- [Exercise details]:
Retrieve every line of the data holding the word "trousers".

- [Data supplied]:

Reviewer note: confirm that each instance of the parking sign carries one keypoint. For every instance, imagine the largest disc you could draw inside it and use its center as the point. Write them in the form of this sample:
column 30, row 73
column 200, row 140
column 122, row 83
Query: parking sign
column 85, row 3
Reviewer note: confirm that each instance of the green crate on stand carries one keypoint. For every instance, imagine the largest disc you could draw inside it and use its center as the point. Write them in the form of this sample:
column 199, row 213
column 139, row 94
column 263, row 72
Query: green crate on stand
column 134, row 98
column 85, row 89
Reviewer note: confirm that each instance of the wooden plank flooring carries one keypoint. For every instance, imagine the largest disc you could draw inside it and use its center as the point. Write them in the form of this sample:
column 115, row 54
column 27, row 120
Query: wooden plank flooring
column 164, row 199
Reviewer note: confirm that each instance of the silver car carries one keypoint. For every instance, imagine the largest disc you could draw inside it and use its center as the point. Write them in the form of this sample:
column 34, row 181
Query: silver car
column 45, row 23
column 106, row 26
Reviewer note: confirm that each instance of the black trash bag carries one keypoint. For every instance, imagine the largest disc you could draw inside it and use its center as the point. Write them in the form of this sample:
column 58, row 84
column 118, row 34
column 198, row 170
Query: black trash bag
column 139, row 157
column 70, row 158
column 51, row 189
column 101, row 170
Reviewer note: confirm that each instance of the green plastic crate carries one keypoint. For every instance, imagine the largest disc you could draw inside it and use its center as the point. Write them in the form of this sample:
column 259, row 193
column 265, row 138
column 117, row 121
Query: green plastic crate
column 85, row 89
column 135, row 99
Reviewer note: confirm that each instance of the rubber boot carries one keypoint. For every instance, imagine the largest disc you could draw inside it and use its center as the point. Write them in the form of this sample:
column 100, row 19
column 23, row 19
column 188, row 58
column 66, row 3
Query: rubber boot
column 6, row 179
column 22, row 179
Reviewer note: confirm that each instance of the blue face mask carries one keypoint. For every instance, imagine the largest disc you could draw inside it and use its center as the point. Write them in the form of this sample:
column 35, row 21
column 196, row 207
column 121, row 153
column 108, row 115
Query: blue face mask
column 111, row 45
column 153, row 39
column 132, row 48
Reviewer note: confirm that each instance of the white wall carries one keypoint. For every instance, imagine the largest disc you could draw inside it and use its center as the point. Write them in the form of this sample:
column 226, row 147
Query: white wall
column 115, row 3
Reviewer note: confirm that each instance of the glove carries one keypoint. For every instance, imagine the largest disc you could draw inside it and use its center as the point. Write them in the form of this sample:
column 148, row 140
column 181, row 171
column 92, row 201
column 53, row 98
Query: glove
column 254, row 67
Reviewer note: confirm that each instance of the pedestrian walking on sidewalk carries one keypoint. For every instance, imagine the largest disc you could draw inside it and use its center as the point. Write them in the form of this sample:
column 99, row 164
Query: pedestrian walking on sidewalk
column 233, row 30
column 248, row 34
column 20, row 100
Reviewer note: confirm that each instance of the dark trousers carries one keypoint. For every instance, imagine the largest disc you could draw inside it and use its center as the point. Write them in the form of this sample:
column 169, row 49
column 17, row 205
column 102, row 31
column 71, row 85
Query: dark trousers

- [Written answer]:
Reviewer note: confirm that each instance of the dark trousers carries one keypoint. For every instance, imagine the largest disc you could draw inside it and use its center as the point. Write them in the form of this sample:
Query: dark trousers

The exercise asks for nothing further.